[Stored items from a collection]
+ + + + + + +

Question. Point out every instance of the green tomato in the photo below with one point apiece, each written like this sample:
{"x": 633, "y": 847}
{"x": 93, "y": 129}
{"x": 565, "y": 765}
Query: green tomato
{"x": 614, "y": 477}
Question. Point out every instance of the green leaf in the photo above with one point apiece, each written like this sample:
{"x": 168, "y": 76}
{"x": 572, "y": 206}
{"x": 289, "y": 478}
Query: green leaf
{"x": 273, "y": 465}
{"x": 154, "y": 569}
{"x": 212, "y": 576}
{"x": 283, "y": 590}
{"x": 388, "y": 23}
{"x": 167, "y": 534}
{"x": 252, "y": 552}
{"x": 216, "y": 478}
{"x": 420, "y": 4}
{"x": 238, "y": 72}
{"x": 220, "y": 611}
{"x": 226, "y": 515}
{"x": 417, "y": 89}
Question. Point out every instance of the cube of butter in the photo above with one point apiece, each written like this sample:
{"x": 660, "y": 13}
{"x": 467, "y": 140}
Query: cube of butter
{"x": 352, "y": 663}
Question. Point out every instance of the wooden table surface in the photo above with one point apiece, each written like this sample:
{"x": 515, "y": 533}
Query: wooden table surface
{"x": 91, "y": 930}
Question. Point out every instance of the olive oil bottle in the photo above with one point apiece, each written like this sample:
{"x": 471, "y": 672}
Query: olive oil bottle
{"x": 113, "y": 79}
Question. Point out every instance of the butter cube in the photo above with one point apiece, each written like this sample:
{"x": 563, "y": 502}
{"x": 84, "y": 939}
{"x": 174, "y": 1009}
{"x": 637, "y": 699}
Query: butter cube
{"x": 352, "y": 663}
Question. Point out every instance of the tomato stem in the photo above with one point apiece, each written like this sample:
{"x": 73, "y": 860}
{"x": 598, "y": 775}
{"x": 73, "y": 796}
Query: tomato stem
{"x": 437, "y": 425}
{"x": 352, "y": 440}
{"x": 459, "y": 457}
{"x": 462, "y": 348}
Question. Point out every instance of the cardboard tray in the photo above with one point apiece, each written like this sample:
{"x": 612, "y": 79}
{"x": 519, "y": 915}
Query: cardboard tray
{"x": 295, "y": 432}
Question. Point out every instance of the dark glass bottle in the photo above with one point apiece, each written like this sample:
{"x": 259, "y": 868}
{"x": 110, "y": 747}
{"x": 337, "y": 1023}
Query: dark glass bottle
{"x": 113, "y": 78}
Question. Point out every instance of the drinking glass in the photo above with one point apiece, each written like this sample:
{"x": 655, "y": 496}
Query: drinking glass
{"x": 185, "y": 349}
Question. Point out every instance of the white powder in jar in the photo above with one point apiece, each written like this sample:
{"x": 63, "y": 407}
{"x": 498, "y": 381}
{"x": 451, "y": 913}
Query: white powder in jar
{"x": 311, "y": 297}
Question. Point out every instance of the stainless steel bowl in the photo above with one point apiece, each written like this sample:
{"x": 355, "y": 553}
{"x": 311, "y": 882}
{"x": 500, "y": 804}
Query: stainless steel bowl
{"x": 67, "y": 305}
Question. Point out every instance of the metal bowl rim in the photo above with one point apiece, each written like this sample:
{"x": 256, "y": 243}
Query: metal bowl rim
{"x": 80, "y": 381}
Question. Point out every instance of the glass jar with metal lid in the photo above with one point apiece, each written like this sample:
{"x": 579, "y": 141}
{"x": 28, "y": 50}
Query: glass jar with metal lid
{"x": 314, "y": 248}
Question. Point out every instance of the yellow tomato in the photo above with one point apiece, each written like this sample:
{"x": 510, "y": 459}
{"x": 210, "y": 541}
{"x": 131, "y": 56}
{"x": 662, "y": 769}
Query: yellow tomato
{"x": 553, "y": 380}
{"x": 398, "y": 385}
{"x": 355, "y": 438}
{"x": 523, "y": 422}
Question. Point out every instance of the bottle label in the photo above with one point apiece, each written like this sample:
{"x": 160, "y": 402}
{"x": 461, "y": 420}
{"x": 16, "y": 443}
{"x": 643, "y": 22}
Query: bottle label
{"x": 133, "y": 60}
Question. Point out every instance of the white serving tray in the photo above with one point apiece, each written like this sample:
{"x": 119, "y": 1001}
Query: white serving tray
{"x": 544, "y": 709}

+ + + + + + +

> Assignment: An exact copy of every entry above is required.

> Answer section:
Question. Point out every instance of the green tomato in the photo below with one point apiece, each written like this sample:
{"x": 633, "y": 847}
{"x": 93, "y": 129}
{"x": 565, "y": 765}
Query: green tomato
{"x": 614, "y": 477}
Question. Point out every instance of the green leaf in the photo above with one point apiece, each written like this sample:
{"x": 168, "y": 76}
{"x": 572, "y": 206}
{"x": 289, "y": 478}
Query: green leaf
{"x": 273, "y": 465}
{"x": 154, "y": 569}
{"x": 212, "y": 576}
{"x": 283, "y": 590}
{"x": 388, "y": 23}
{"x": 167, "y": 534}
{"x": 252, "y": 552}
{"x": 216, "y": 478}
{"x": 420, "y": 4}
{"x": 238, "y": 72}
{"x": 220, "y": 611}
{"x": 226, "y": 515}
{"x": 417, "y": 89}
Question. Point out every instance of the cube of butter in the photo above with one point apiece, each written like this sample:
{"x": 660, "y": 13}
{"x": 467, "y": 140}
Query: cube of butter
{"x": 352, "y": 663}
Question. Point out every instance of the wooden table surface in the photo above with one point apiece, each written like this sample:
{"x": 515, "y": 533}
Query: wooden table surface
{"x": 91, "y": 930}
Question. Point out every instance of the olive oil bottle in the photo above with one point apiece, each written like this sample:
{"x": 471, "y": 672}
Query: olive oil bottle
{"x": 113, "y": 79}
Question. Point out every instance of the butter cube in the photo above with one point apiece, each written like this sample:
{"x": 563, "y": 502}
{"x": 84, "y": 939}
{"x": 174, "y": 1009}
{"x": 637, "y": 699}
Query: butter cube
{"x": 352, "y": 663}
Question. Point out every instance of the tomato stem in the photo above with one point apiece, each written like this sample:
{"x": 73, "y": 860}
{"x": 598, "y": 775}
{"x": 73, "y": 796}
Query: tomato stem
{"x": 437, "y": 425}
{"x": 352, "y": 440}
{"x": 459, "y": 457}
{"x": 462, "y": 348}
Question. Point out every instance of the cardboard tray in the photo above with one point apiece, each written like this sample:
{"x": 612, "y": 79}
{"x": 519, "y": 915}
Query: cardboard tray
{"x": 295, "y": 432}
Question. Point out every instance of the dark glass bottle in the photo above with one point apiece, each written like this sample:
{"x": 259, "y": 868}
{"x": 110, "y": 747}
{"x": 337, "y": 1023}
Query: dark glass bottle
{"x": 113, "y": 78}
Question. Point out every instance of the drinking glass in the photo above with one point apiece, each written like this sample:
{"x": 655, "y": 496}
Query: drinking glass
{"x": 185, "y": 349}
Question. Point out every instance of the white powder in jar in the photo above with one point apiece, each written like this sample:
{"x": 63, "y": 407}
{"x": 498, "y": 381}
{"x": 451, "y": 913}
Query: white powder in jar
{"x": 311, "y": 297}
Question. Point out every instance of the stainless steel bowl in the photo above with one point apiece, each written like this sample:
{"x": 355, "y": 553}
{"x": 311, "y": 882}
{"x": 500, "y": 804}
Query: stainless steel bowl
{"x": 67, "y": 305}
Question. Point out every instance of the metal bowl rim in the photo above with one point apiece, each written like this sample:
{"x": 256, "y": 243}
Query: metal bowl rim
{"x": 80, "y": 381}
Question. Point out every instance of the glass jar with metal lid in the photo above with one point apiece, each written like this sample:
{"x": 579, "y": 141}
{"x": 28, "y": 50}
Query: glass jar with metal lid
{"x": 314, "y": 248}
Question. Point out every instance of the yellow tomato in the photo above with one point apiece, each written like this sample:
{"x": 510, "y": 459}
{"x": 210, "y": 541}
{"x": 131, "y": 56}
{"x": 662, "y": 769}
Query: yellow tomato
{"x": 553, "y": 380}
{"x": 398, "y": 385}
{"x": 355, "y": 438}
{"x": 523, "y": 422}
Question. Point out every instance of the bottle label in the photo above with one point apiece, each written like this sample:
{"x": 160, "y": 402}
{"x": 461, "y": 420}
{"x": 16, "y": 443}
{"x": 643, "y": 22}
Query: bottle label
{"x": 133, "y": 60}
Question. Point out every instance of the white serving tray in the photo above with one point apiece, each written like this sample:
{"x": 119, "y": 1001}
Query: white serving tray
{"x": 544, "y": 709}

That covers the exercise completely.